WORK ORDER: Could you echo, word for word, the part of the article below about the Gaming and Leisure Properties CEO's share purchase that opens with the words containing "The purchases were" and closes with "to pre-coronavirus levels."?

EXCERPTED TEXT:
---

Gaming and Leisure CEO buys the dip, scoops up company shares


As with the entire global business industry, gaming stock prices have plummeted because of the coronavirus. The casino ecosystem is at a virtual standstill due to the pandemic, and financial losses are projected to reach tens of billions of dollars, if not more. With trading already having been halted more than once recently due to extreme market weakness, the situation does have a bright side. It makes for a perfect buying opportunity and the chairman and CEO of Gaming and Leisure Properties (GLP), a casino-centric real estate investment trust, has taken full advantage of the downturn. Peter Carlino just picked up 80,000 shares in the company, currently worth about $2 million.

gaming-and-leisure-ceo-buys-the-dip-scoops-up-company-sharesOn February 21, GLP was trading at a six-month high of $50.30. Since then, it plunged to a low of $15.14 on March 18, recovering to $19.74 as of yesterday. Carlino, a former Penn National Gaming executive who helped facilitate the launch of GLP from the company in 2012, made his recent stake acquisitions from March 13 to March 16 as the share price continued to drop.

The purchases were confirmed by filings with the U.S. Securities and Exchange Commission (SEC). They were, according to Carlino, designed to bolster investor confidence in the company – not, of course, because it was a perfect money-making exercise. When the stock recovers, which it eventually will, Carlino stands to almost triple his investment if the price returns to pre-coronavirus levels.

---

SUPPLIED ENTRIES:
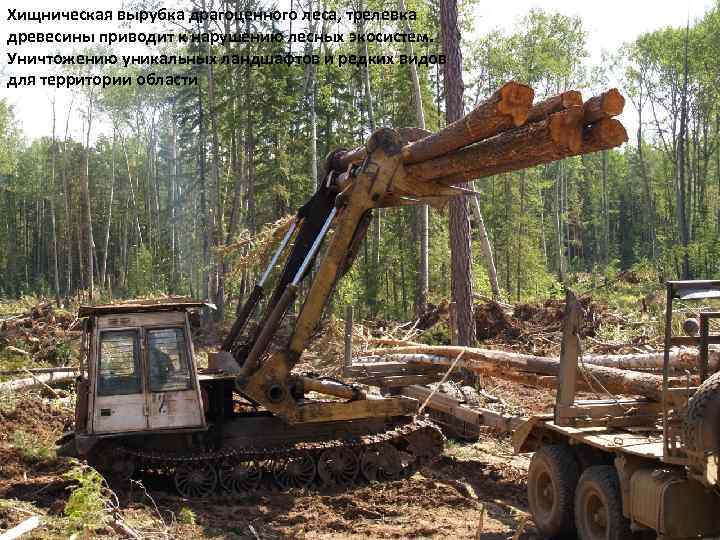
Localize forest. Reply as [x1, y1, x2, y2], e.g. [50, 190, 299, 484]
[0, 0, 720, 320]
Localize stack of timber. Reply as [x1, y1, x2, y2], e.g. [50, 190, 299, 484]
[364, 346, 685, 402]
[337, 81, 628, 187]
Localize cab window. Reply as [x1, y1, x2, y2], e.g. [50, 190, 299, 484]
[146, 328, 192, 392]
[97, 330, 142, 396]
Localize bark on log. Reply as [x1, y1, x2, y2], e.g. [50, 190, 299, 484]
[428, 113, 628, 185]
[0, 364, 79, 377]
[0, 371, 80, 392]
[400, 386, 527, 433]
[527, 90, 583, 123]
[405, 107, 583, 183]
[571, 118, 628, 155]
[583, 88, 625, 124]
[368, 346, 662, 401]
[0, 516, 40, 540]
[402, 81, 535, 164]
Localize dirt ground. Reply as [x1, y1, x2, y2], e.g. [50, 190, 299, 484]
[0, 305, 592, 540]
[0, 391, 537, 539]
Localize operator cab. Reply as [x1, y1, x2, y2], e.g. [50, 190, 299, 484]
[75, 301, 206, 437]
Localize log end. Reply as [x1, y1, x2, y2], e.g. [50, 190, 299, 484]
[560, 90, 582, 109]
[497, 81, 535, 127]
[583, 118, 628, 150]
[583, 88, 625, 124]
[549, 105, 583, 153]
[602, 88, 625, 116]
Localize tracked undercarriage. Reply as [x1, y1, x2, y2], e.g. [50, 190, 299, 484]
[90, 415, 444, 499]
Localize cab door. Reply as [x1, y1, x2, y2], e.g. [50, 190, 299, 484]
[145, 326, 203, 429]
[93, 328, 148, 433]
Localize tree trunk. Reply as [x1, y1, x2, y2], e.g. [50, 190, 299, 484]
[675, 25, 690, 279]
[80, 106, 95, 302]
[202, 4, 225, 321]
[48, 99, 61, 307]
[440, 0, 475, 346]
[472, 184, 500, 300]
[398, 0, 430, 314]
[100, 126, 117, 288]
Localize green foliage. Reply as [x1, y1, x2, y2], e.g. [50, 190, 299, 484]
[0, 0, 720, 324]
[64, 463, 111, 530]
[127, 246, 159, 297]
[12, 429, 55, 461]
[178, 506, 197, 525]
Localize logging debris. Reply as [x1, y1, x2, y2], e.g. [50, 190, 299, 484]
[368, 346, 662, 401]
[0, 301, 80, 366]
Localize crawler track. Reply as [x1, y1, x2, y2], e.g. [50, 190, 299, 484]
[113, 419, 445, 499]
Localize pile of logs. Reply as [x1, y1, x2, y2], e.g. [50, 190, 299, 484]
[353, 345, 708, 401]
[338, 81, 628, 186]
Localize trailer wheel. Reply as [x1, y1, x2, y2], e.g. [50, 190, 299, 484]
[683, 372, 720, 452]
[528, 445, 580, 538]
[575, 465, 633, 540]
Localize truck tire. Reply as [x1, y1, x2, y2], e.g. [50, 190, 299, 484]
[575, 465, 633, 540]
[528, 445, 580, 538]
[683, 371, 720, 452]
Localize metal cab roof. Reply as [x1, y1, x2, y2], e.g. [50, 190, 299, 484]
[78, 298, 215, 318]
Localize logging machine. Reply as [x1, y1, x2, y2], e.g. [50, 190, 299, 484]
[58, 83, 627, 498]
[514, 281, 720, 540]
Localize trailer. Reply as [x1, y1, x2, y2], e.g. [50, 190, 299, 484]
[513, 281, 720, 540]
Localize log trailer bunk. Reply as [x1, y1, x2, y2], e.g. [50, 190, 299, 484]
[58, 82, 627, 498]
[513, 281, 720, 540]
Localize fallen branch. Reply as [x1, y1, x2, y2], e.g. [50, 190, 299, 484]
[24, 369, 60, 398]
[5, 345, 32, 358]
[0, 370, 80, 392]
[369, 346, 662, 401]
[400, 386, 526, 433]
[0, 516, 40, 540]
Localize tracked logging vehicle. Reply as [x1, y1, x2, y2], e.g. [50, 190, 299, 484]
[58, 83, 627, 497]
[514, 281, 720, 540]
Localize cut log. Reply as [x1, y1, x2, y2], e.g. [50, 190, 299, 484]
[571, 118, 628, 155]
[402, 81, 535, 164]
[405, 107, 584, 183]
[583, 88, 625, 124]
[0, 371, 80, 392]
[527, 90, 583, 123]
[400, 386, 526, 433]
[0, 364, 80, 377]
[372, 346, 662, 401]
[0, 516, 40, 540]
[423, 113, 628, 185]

---

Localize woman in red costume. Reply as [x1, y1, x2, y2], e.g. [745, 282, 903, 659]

---

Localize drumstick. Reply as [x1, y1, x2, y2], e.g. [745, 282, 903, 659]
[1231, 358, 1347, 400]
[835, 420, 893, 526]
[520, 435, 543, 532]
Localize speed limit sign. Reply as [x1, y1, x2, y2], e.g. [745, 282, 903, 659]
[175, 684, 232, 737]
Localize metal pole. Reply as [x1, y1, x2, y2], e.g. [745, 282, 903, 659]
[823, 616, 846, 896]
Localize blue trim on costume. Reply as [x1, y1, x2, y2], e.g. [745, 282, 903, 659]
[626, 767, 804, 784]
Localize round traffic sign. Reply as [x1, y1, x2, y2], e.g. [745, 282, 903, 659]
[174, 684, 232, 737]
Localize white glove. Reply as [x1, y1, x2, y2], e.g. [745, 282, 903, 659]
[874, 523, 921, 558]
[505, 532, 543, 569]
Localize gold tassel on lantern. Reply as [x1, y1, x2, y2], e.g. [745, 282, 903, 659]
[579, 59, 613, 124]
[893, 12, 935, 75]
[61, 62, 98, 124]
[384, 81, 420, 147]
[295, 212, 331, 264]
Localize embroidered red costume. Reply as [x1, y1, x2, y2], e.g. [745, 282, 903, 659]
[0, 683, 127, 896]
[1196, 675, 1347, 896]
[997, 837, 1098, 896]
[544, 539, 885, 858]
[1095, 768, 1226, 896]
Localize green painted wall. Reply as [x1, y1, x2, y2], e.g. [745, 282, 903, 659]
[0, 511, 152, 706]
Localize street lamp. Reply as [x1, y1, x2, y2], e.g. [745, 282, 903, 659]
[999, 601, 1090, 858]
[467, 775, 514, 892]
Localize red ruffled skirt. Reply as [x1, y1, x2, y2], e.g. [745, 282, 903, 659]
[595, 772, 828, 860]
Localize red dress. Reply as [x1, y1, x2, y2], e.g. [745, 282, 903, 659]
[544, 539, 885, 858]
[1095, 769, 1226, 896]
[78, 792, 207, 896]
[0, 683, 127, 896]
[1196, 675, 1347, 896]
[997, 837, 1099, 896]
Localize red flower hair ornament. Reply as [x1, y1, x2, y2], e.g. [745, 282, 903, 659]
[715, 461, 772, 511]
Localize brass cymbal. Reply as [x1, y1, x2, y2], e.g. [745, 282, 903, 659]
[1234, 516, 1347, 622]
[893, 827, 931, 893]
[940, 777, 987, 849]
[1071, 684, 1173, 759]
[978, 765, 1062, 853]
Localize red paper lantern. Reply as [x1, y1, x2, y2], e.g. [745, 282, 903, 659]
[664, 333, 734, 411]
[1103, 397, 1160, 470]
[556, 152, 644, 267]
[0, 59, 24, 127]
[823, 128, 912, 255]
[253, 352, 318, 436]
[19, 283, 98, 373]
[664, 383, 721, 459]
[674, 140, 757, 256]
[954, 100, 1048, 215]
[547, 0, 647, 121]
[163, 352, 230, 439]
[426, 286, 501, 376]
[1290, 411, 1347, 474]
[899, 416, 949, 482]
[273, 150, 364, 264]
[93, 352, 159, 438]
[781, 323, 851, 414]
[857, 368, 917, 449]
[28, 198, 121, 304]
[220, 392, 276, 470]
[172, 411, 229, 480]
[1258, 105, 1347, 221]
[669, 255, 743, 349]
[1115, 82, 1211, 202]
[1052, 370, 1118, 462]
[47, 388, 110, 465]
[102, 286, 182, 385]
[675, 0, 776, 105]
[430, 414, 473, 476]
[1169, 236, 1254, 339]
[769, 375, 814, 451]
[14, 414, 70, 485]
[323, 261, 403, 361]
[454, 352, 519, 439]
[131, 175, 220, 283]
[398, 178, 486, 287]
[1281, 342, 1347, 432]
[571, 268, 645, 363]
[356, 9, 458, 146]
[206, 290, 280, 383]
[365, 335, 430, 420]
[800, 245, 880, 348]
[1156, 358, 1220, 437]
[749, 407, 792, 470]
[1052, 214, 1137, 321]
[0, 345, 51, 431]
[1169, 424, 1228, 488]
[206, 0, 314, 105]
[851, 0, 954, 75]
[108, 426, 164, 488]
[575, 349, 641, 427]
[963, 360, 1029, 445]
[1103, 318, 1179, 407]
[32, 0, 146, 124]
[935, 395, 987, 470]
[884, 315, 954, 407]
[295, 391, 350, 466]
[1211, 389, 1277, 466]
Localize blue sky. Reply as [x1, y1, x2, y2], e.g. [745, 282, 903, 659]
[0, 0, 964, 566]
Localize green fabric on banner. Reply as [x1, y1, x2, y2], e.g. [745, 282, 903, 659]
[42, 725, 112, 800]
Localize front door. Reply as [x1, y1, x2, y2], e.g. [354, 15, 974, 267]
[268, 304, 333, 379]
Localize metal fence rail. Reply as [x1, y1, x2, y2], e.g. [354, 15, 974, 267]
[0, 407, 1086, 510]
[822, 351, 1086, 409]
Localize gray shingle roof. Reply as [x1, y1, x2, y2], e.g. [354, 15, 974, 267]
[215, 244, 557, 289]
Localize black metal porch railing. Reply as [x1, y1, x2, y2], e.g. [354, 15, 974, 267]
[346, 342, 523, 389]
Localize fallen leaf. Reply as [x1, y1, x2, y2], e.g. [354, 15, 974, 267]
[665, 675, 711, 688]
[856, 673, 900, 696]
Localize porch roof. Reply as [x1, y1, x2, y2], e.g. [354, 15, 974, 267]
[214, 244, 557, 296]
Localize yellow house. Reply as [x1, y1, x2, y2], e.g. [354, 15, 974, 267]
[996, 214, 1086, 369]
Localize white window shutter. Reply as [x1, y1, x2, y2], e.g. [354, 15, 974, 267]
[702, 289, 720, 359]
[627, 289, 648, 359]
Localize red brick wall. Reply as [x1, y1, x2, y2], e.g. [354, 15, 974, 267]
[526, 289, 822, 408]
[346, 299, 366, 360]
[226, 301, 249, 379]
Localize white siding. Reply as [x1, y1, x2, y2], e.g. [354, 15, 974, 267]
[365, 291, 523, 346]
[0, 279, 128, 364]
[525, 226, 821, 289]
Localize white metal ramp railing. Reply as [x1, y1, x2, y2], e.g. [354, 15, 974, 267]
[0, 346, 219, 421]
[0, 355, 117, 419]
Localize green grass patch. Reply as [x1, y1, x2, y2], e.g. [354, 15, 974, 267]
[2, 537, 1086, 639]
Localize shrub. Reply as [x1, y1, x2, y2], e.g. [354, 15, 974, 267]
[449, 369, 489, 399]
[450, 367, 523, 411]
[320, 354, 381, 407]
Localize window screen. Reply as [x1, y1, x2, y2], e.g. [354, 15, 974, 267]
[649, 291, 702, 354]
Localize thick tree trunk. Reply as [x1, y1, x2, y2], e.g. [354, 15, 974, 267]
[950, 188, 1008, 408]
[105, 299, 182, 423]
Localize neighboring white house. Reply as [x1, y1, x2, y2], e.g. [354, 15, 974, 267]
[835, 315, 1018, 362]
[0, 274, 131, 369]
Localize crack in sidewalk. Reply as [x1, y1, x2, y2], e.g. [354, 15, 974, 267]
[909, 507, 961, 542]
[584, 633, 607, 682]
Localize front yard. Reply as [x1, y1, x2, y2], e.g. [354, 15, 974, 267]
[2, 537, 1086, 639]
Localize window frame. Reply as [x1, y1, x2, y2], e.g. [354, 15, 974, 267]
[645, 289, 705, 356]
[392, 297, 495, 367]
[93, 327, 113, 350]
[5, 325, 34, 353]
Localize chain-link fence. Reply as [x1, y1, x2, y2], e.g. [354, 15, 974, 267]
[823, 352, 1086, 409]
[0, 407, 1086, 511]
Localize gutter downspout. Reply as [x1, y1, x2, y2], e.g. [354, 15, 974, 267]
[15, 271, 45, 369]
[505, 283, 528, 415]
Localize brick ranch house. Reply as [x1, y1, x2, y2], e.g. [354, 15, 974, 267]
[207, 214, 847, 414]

---

ANSWER:
The purchases were confirmed by filings with the U.S. Securities and Exchange Commission (SEC). They were, according to Carlino, designed to bolster investor confidence in the company – not, of course, because it was a perfect money-making exercise. When the stock recovers, which it eventually will, Carlino stands to almost triple his investment if the price returns to pre-coronavirus levels.